> _RECORDS SHOWN_
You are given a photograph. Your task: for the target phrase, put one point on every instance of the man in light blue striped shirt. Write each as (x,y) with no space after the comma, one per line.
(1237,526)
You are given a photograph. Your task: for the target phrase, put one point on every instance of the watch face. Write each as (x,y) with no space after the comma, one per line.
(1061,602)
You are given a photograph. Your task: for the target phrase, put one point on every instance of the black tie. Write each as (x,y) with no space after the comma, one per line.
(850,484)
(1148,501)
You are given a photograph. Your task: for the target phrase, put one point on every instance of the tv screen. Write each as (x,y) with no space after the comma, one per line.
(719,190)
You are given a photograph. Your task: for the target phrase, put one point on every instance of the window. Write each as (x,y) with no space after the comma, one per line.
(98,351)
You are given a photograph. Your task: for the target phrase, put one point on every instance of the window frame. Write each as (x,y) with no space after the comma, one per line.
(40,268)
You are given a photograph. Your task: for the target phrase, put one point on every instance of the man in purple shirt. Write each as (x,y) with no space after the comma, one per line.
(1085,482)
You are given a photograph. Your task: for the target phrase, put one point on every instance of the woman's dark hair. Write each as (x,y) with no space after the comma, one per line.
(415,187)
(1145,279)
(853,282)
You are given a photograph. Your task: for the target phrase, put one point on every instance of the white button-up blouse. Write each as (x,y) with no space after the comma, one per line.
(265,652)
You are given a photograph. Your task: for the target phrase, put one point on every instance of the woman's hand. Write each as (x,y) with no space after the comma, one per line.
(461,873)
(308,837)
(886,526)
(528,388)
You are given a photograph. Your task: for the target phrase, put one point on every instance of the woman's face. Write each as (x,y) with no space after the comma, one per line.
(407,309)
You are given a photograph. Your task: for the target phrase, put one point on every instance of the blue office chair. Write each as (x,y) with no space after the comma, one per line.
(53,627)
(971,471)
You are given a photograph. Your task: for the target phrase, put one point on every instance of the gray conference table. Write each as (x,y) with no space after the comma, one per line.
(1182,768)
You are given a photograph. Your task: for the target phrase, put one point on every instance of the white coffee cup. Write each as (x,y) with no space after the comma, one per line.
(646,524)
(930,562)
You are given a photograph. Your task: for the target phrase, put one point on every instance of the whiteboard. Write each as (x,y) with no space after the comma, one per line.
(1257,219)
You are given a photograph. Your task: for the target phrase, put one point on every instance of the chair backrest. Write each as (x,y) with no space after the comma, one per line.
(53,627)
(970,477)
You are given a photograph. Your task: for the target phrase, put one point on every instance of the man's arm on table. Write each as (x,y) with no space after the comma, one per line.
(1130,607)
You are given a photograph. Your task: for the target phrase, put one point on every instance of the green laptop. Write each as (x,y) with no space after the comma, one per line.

> _ASSIGNMENT_
Your answer must be the records above, repeated exactly.

> _PROBLEM SOLUTION_
You are given a photograph. Your task: for the target phrase, put one point on every instance of the man in light blue striped shirt. Write each as (x,y) with no space after the comma, one per line.
(1237,526)
You are given a photograph. Your task: for the target phrase, put one point on every instance of the watch face. Write each as (x,y) with no space after the comma, one per line.
(1061,602)
You are given a photograph. Your task: for the target phrase, put one point on every instance of the black tie. Write each as (x,y) with no space after the comma, one per line.
(850,484)
(1148,501)
You are given a photograph. Your task: for the target phrase, put one point on every instance of the tv screen. Write each as (x,y) with no space after the comma, one per line.
(719,190)
You are given a photograph. Your task: for the target phrase, put one point on every instance of the window. Write each as (x,y) with no space after the comma, one per line.
(98,351)
You are given a photograph. Your task: for the target phrase, put one point on every instance of the window frame. Write each as (x,y) with no space after the comma, one per line.
(40,268)
You are given a photograph. Your task: for the target phrase, put one point on every instance of the man in purple shirt. Write each as (x,y) with no space after the comma, one per line.
(1085,482)
You are given a photograph. Your task: for the target phrase, put one point on every instance of the woman's dark hair. Write each as (x,y) with no space after the comma, one per line.
(415,187)
(1145,279)
(853,282)
You are given a photograph. Your task: for the target phrase, put one point on every instance of the white button-up blouse. Write each as (x,y) with no space after the comma, one per line.
(265,652)
You are given a photograph. Your task: for the target phrase, put one point on every instance of the woman's hand. Write each as (x,y) with no space after the comma, one per line.
(461,873)
(308,837)
(886,526)
(528,388)
You are given a photograph. Your task: for the target phrase, put one point on every instance of the woman's face. Write each as (x,y) with no space after the comma, one per line.
(407,309)
You are given a photograph. Your task: for the target phrase, put one point on every instance of the blue office chair. Write each as (x,y) with no space after the comma, one per line.
(53,627)
(971,471)
You are given a photograph. Your task: for the target phrase, put one point on every instance of the gray conference table. Write each as (x,y) with no space after the comma, one per line.
(1182,768)
You are given a photograph. Your task: for the target phrase, put one point on every instance of the white coffee cup. Write each as (x,y) with no space after the comma, one per line.
(646,524)
(930,562)
You are given a photograph. Your task: for the target phrase, put one point on every instance of the whiteboard. Write each as (x,y) with no space after the comma, one per line.
(1257,219)
You are given a photograph. Your task: for the target phrase, put one point on every instance of the chair backrest. Write each as (x,y) with no space after the comma, one per line.
(53,627)
(970,477)
You are given a photograph. Your task: for the target phrase, put one point on every instance of the man's arm on table. Write each as (x,y) with no space after the comma, one per line.
(1130,607)
You are given a photograph. Your task: for the target phrase, put one point on every instance of the green laptop. Write each as (x,y) with no space after the comma, one per line.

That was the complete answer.